start INPUT DATA

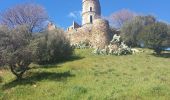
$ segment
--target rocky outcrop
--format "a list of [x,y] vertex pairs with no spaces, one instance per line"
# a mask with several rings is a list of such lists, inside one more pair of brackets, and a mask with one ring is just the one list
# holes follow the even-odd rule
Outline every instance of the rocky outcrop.
[[104,48],[111,40],[109,23],[104,19],[96,19],[93,24],[87,24],[81,28],[67,31],[71,44],[81,41],[89,41],[96,48]]

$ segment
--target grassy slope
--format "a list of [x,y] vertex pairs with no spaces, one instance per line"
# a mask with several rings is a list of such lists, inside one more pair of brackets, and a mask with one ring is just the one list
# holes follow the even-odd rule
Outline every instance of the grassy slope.
[[150,52],[129,56],[97,56],[76,50],[82,58],[35,68],[17,83],[3,75],[0,98],[5,100],[168,100],[170,58]]

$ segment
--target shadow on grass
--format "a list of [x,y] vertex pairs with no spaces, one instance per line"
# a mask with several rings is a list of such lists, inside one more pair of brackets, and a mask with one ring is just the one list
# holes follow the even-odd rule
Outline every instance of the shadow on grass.
[[[35,69],[36,68],[56,68],[56,67],[61,67],[61,66],[57,66],[57,64],[62,64],[62,63],[66,63],[66,62],[72,62],[72,61],[81,60],[81,59],[84,59],[84,58],[85,57],[72,56],[72,57],[69,57],[69,58],[60,59],[60,60],[58,60],[58,62],[55,62],[55,63],[40,65],[39,67],[35,67]],[[33,67],[33,69],[34,69],[34,67]]]
[[72,75],[70,71],[63,72],[63,73],[53,73],[53,72],[38,72],[38,73],[32,73],[32,76],[27,77],[21,81],[11,81],[7,84],[5,84],[2,89],[11,89],[16,86],[24,86],[24,85],[34,85],[36,82],[40,82],[43,80],[47,81],[65,81],[68,77],[74,77],[75,75]]
[[170,52],[161,53],[159,55],[157,55],[157,54],[152,54],[152,55],[154,55],[155,57],[170,58]]

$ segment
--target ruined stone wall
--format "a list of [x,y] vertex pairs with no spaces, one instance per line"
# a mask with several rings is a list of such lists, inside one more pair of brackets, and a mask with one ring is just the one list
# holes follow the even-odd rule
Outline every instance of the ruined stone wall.
[[104,48],[111,40],[109,23],[103,19],[96,19],[93,24],[68,31],[67,34],[71,44],[89,41],[94,48]]
[[90,16],[92,16],[92,20],[100,18],[101,7],[99,0],[83,0],[82,6],[82,25],[90,23]]

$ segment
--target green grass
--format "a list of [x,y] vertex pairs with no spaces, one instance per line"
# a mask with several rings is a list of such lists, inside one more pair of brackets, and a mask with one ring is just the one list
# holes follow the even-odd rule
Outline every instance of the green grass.
[[2,100],[169,100],[170,56],[150,50],[128,56],[99,56],[76,50],[80,57],[58,65],[34,66],[15,82],[1,72]]

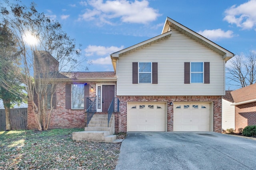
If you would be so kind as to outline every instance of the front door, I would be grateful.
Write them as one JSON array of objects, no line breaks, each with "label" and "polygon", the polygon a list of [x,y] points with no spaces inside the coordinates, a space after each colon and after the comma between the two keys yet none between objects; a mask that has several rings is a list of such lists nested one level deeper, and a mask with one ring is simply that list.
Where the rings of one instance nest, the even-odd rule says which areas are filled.
[{"label": "front door", "polygon": [[108,111],[108,107],[115,97],[115,85],[102,85],[102,112]]}]

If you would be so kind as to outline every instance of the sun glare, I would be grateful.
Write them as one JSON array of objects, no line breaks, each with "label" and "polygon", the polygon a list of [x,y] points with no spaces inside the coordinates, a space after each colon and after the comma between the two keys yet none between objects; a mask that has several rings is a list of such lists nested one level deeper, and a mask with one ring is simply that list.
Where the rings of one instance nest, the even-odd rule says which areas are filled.
[{"label": "sun glare", "polygon": [[36,37],[29,32],[27,32],[24,34],[23,38],[25,41],[30,45],[36,45],[38,43]]}]

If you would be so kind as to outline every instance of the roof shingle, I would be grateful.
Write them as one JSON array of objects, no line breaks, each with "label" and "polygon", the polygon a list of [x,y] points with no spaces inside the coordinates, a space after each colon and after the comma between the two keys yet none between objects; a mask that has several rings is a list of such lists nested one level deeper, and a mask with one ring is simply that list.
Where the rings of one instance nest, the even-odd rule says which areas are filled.
[{"label": "roof shingle", "polygon": [[231,92],[236,103],[256,99],[256,84]]},{"label": "roof shingle", "polygon": [[108,79],[116,77],[114,72],[62,72],[68,78],[74,80],[81,79]]}]

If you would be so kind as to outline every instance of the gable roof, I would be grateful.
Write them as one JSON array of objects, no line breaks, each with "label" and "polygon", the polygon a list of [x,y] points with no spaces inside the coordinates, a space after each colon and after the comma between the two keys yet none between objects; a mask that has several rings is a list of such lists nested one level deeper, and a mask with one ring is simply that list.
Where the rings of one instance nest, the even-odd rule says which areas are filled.
[{"label": "gable roof", "polygon": [[222,96],[222,99],[229,102],[234,103],[234,100],[230,93],[231,92],[232,92],[232,90],[226,90],[226,94]]},{"label": "gable roof", "polygon": [[223,56],[223,59],[226,61],[234,56],[233,53],[169,17],[167,17],[161,35],[110,54],[112,64],[115,72],[116,68],[116,61],[118,60],[119,57],[170,37],[172,34],[171,27],[174,28],[195,41],[220,54]]},{"label": "gable roof", "polygon": [[220,54],[223,56],[223,59],[226,61],[235,55],[234,53],[207,39],[204,37],[169,17],[167,17],[162,33],[164,33],[171,30],[171,27],[174,28],[175,29],[190,37],[195,41],[205,45],[209,49]]},{"label": "gable roof", "polygon": [[62,72],[70,80],[116,81],[114,72]]},{"label": "gable roof", "polygon": [[256,102],[256,84],[231,92],[235,105]]}]

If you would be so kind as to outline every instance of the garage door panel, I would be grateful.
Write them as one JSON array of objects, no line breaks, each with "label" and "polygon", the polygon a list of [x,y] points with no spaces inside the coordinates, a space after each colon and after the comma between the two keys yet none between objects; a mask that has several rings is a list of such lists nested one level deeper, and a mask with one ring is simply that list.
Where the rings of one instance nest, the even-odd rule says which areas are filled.
[{"label": "garage door panel", "polygon": [[210,131],[209,104],[184,102],[174,105],[174,131]]},{"label": "garage door panel", "polygon": [[166,104],[128,103],[127,108],[128,131],[165,131]]}]

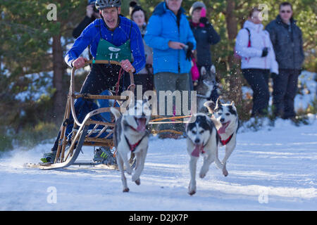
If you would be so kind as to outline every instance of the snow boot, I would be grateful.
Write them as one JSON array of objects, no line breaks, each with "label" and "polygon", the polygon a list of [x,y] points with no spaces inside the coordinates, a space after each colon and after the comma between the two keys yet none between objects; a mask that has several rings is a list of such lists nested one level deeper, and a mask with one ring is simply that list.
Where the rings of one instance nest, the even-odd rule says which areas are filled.
[{"label": "snow boot", "polygon": [[41,161],[44,163],[46,162],[54,163],[56,156],[56,151],[44,153],[42,158],[41,158]]}]

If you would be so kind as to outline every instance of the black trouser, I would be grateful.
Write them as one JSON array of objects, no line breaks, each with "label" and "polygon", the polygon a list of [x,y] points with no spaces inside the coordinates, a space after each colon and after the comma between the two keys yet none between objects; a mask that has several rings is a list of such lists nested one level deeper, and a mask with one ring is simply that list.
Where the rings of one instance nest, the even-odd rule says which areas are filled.
[{"label": "black trouser", "polygon": [[268,70],[244,69],[243,76],[253,91],[251,117],[265,115],[268,112],[270,94],[268,92]]},{"label": "black trouser", "polygon": [[[120,66],[118,65],[93,64],[90,72],[82,84],[80,94],[97,95],[108,89],[116,91],[120,68]],[[128,72],[124,72],[120,79],[118,94],[125,90],[130,84],[130,75]],[[51,151],[57,150],[60,136],[61,131],[58,131]]]},{"label": "black trouser", "polygon": [[294,99],[297,91],[298,77],[300,70],[279,70],[273,80],[273,103],[274,114],[284,119],[296,115]]}]

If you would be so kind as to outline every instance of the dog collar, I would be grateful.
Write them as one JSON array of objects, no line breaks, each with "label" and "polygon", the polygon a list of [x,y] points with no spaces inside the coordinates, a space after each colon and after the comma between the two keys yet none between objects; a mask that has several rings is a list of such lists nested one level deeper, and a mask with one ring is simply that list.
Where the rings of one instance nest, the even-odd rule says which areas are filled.
[{"label": "dog collar", "polygon": [[[219,133],[218,133],[218,134],[219,134]],[[233,136],[233,134],[231,134],[230,136],[228,139],[226,139],[226,140],[222,140],[222,139],[221,139],[221,137],[220,137],[220,134],[219,134],[219,140],[220,140],[220,143],[221,143],[221,144],[222,144],[223,146],[225,146],[226,144],[228,144],[228,143],[229,143],[229,141],[231,141],[231,139],[232,138],[232,136]]]}]

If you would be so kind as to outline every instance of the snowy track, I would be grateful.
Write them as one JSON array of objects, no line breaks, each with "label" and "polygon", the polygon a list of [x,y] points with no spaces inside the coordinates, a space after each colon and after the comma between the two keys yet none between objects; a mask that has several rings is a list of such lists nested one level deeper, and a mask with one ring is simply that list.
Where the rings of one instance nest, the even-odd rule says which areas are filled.
[{"label": "snowy track", "polygon": [[[185,140],[152,137],[141,185],[127,175],[122,192],[119,172],[72,166],[41,171],[23,167],[37,162],[51,144],[15,150],[0,158],[1,210],[316,210],[317,121],[295,127],[277,120],[275,127],[239,133],[224,177],[214,164],[197,192],[189,196]],[[91,160],[83,148],[80,160]],[[220,148],[220,158],[224,148]],[[199,170],[202,160],[199,161]],[[198,171],[197,171],[198,173]],[[54,187],[56,203],[49,203]],[[55,189],[56,188],[56,189]]]}]

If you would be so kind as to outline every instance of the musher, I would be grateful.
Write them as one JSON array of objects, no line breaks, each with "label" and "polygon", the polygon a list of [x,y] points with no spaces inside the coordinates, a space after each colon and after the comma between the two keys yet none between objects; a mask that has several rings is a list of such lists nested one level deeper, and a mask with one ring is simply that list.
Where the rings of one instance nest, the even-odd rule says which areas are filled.
[{"label": "musher", "polygon": [[[90,53],[94,59],[120,62],[121,66],[92,64],[80,94],[98,95],[105,90],[113,91],[122,67],[125,72],[120,81],[118,93],[120,94],[130,84],[128,72],[136,74],[145,66],[144,47],[141,32],[135,22],[120,15],[120,0],[96,1],[96,8],[99,11],[101,18],[95,20],[83,30],[65,56],[65,61],[70,67],[81,68],[88,59],[80,56],[90,46]],[[132,55],[134,61],[131,63]],[[41,158],[43,162],[54,162],[60,136],[61,131],[51,152],[44,153]],[[104,164],[113,164],[116,161],[108,148],[97,149],[93,160],[101,161]]]}]

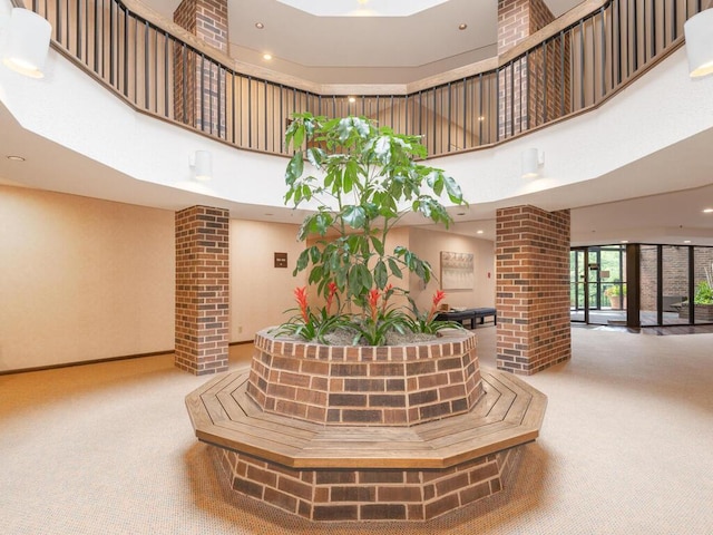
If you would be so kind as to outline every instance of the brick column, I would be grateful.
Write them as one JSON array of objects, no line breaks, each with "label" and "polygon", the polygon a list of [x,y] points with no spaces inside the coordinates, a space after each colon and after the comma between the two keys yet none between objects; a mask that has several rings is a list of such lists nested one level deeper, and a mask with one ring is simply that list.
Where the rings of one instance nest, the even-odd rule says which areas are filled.
[{"label": "brick column", "polygon": [[[174,22],[227,54],[227,0],[183,0]],[[174,52],[174,114],[177,120],[225,134],[225,72],[184,47]]]},{"label": "brick column", "polygon": [[227,370],[228,211],[176,212],[177,368],[196,376]]},{"label": "brick column", "polygon": [[[507,52],[553,20],[555,17],[544,0],[498,0],[498,56]],[[567,47],[566,52],[568,51]],[[561,78],[559,55],[554,48],[548,49],[546,54],[547,75]],[[546,75],[544,56],[543,50],[537,50],[528,58],[520,59],[511,70],[500,72],[500,95],[498,98],[498,136],[500,139],[509,136],[511,129],[517,134],[543,123],[545,116],[553,118],[561,115],[559,109],[563,86],[555,85],[555,78],[549,78],[547,85],[543,84]],[[565,60],[568,66],[569,57],[567,56]],[[565,72],[568,76],[567,69]],[[547,110],[538,109],[536,106],[537,103],[545,101],[543,98],[544,88],[547,90]],[[567,88],[565,98],[568,98],[568,95],[569,89]]]},{"label": "brick column", "polygon": [[533,374],[572,357],[569,211],[515,206],[496,217],[497,367]]}]

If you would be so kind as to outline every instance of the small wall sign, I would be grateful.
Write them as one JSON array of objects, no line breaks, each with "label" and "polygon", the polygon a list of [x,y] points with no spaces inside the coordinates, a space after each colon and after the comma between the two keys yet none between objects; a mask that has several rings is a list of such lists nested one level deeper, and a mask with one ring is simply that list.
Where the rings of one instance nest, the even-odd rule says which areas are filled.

end INPUT DATA

- [EXERCISE GOAL]: Return exactly, and only, the line containing "sign, I would be grateful." and every line after it through the end of the material.

- [SOLVED EXERCISE]:
If you would be so kind as to outline every instance of the small wall sign, I would be grateful.
Write them as one JSON array of objects, no line breaks, each with "label" and "polygon", the polygon a list of [x,y] points with no spaces inside the coordinates, a space after each colon and after the comma between the two keys yet none between objects; a mask that has several rings is a list of such lists nested one level deeper, and a mask with one ring is simply that list.
Where the rings of one instance nest, the even-odd rule says which areas are filled.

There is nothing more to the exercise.